Natural-language object grounding data:
▼

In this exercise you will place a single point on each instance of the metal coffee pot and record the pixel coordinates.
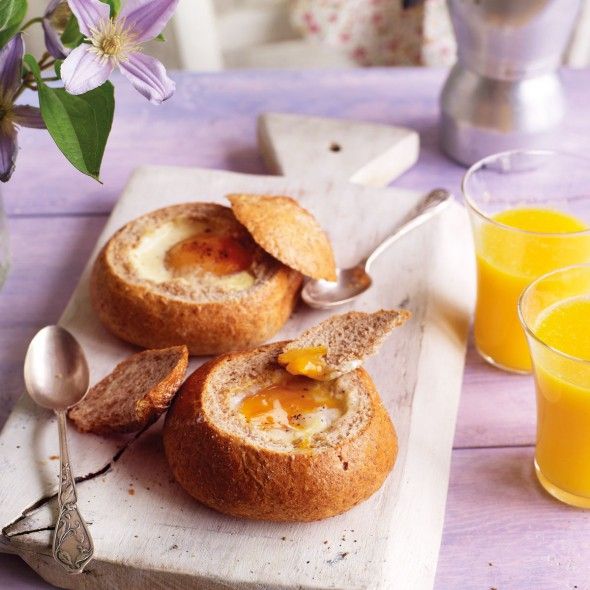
(504, 91)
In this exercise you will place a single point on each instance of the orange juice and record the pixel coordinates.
(517, 246)
(563, 400)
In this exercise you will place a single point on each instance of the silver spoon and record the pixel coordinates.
(351, 282)
(56, 376)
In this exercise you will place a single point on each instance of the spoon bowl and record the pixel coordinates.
(349, 284)
(56, 371)
(352, 282)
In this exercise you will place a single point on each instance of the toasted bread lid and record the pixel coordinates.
(134, 395)
(288, 232)
(349, 338)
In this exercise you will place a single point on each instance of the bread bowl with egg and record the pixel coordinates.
(191, 274)
(247, 438)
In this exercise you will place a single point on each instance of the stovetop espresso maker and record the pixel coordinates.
(504, 91)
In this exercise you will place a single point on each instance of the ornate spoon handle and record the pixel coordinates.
(72, 543)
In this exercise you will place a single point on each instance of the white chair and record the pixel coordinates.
(219, 34)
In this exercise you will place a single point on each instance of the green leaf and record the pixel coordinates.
(115, 6)
(12, 14)
(71, 37)
(79, 125)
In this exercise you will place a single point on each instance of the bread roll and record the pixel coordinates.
(191, 274)
(324, 447)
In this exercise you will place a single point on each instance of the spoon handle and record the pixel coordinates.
(72, 543)
(432, 203)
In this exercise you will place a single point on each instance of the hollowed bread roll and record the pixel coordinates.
(324, 448)
(191, 274)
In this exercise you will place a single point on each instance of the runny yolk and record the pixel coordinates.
(305, 361)
(218, 254)
(296, 396)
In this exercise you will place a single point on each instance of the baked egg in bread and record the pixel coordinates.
(191, 274)
(248, 438)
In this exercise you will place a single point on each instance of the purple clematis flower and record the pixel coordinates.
(54, 23)
(116, 42)
(11, 115)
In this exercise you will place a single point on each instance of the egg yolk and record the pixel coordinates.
(218, 254)
(305, 361)
(295, 396)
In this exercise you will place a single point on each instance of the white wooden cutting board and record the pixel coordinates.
(148, 533)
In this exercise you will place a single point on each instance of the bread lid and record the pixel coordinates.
(339, 344)
(288, 232)
(134, 395)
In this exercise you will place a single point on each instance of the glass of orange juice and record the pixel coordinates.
(530, 214)
(555, 313)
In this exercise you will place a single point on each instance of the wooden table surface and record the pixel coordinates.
(501, 530)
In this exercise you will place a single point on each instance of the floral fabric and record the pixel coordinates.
(380, 32)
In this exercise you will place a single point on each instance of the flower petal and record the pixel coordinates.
(51, 7)
(148, 77)
(147, 18)
(53, 42)
(90, 14)
(11, 64)
(8, 152)
(83, 70)
(28, 116)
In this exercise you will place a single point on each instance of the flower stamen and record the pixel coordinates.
(112, 41)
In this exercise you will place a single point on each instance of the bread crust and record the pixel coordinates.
(230, 474)
(90, 415)
(288, 232)
(140, 315)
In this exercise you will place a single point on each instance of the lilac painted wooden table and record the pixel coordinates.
(501, 530)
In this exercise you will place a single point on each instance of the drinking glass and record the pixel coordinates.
(510, 258)
(562, 453)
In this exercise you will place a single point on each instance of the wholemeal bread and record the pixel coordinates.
(134, 395)
(246, 438)
(341, 343)
(287, 231)
(191, 274)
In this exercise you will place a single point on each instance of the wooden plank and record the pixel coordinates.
(418, 375)
(503, 531)
(363, 153)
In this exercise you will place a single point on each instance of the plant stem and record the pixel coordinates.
(31, 22)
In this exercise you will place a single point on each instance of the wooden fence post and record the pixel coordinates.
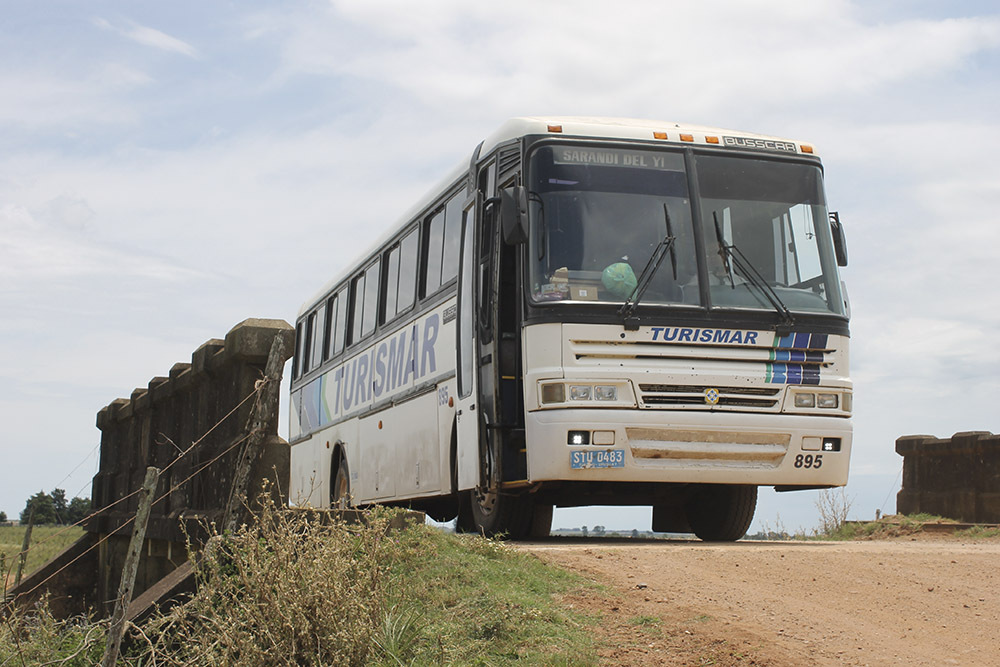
(267, 411)
(23, 557)
(131, 566)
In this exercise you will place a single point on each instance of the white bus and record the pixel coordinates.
(588, 311)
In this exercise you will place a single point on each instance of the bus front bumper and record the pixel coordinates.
(697, 447)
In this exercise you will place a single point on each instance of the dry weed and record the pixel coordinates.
(294, 588)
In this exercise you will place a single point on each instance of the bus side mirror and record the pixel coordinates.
(839, 242)
(514, 214)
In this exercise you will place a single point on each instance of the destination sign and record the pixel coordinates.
(618, 158)
(760, 144)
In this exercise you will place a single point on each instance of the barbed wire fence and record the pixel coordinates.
(261, 420)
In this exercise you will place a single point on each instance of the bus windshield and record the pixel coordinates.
(598, 214)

▲

WHAT IS NEEDED: Leave the pictures out and output all of the data verbatim.

TASK ANSWER:
In this exercise you will place a single point on each instance of the metal coffee pot and record the pixel coordinates.
(504, 91)
In this exercise you will place a single point on each instance of the orange juice and record the pixel coordinates.
(517, 246)
(563, 400)
In this exercise you will place a single point on each instance of the silver spoon and record the pixel coordinates.
(351, 282)
(56, 376)
In this exercise you will place a single point on each instance of the spoon bowl and record the pixel coordinates.
(349, 284)
(56, 371)
(352, 282)
In this exercise you will place a single point on each instance of the toasted bread lid and record the pixel coordinates.
(134, 395)
(288, 232)
(349, 338)
In this exercise you will place a single point on each instance of the bread bowl with egg and record the pixel coordinates.
(191, 274)
(247, 438)
In this exercise you will place a single point on each instance of the stovetop espresso maker and record the pixel coordinates.
(504, 91)
In this exercise you will place a single point on each instance of the ornate spoon handle and record the pixel coordinates.
(72, 543)
In this exercise you will place a single point on each instance of the white chair and record the pixel coordinates.
(219, 34)
In this exercise you will place a single point on each instance of the green leaf and record the pixel coordinates.
(115, 6)
(12, 14)
(71, 37)
(79, 125)
In this exercise you will place a single point on each instance of the bread roll and record the pixel coordinates.
(191, 274)
(324, 447)
In this exercise you will place a single point on each instance of the spoon handle and record the pixel coordinates.
(72, 543)
(432, 203)
In this exercise you will place a single point on each instance of the hollowed bread roll and record the pixel coordinates.
(324, 448)
(191, 274)
In this exercise you will place a single point on each instance of the runny yolk and record the pixel coordinates.
(305, 361)
(218, 254)
(296, 396)
In this exercise you will place a single point on each instance of the baked egg in bread and record the pixel coordinates.
(191, 274)
(248, 438)
In this exercise you will place a single point on each instance of the purple clematis flower and record the pixel coordinates.
(54, 23)
(116, 42)
(11, 115)
In this exercise you will place a single point on each instance of the egg yolk and record the pixel coordinates.
(218, 254)
(305, 361)
(295, 396)
In this exercise you will place a single point on each instance of the white wooden cutting board and record the pixel coordinates.
(148, 533)
In this exercise you will place a single point on each instance of the bread lid and record the pixel coordinates.
(339, 344)
(288, 232)
(134, 395)
In this exercise you will place a single point on each instance of the glass of orange juice and record the pixel coordinates.
(530, 214)
(555, 313)
In this exercise you will place a single point on each instance of the wooden table surface and record the pixel coordinates.
(501, 530)
In this exercise you will place a single point on each instance of the floral fabric and record the pixel coordinates.
(380, 32)
In this exercise you will place a single point on each instance of the flower petal and record the pixel coordinates.
(51, 7)
(148, 77)
(147, 18)
(53, 42)
(90, 14)
(11, 64)
(8, 152)
(83, 70)
(28, 116)
In this exercise you will place a single point on each instance of the flower stamen and record the pixel coordinates.
(112, 41)
In this exercise you will place a single point on each instance of the bread crust and record the pixel coordinates.
(230, 474)
(90, 415)
(288, 232)
(140, 315)
In this exercise you will place a single point on each instance of the lilac painted wooden table and record the pixel coordinates.
(501, 530)
In this exercise you will place a single point on each instance of the drinking glass and record the pixel coordinates.
(510, 258)
(562, 453)
In this exercise you will place a single point on each instance of the wholemeal bread and record the pixel coordinates.
(134, 395)
(246, 438)
(341, 343)
(287, 231)
(191, 274)
In this exercise you will place a single point on each instance of the wooden plank and record the pixel coordinates.
(418, 375)
(503, 531)
(363, 153)
In this exercise you will place a single point on each instance of the plant stem and record the pixel coordinates.
(31, 22)
In this exercise you will place a single point on each instance of the wooden fence post and record the pixel coordinates.
(267, 411)
(23, 557)
(131, 566)
In this exercise you will place a single point on each instance of the white bus and record the pixel coordinates.
(588, 311)
In this exercise you will place a single point on each instance of the bus front bumper and record the pixel coordinates.
(697, 447)
In this exercise you will place a single point on each instance of the dry weed and record the pixel coordinates.
(294, 588)
In this exercise you will place a single point on each instance of the bus side mirror and record the pixel coordinates.
(839, 242)
(514, 214)
In this exercise you will place a single point on each instance of the destination sign and record the pixel coordinates.
(618, 158)
(760, 144)
In this exercise you will place a single point on each instance of the barbed wire fence and record the pixel coordinates.
(261, 420)
In this exercise you will place a single point on each instance of the bus windshield and record the pixel coordinates.
(598, 214)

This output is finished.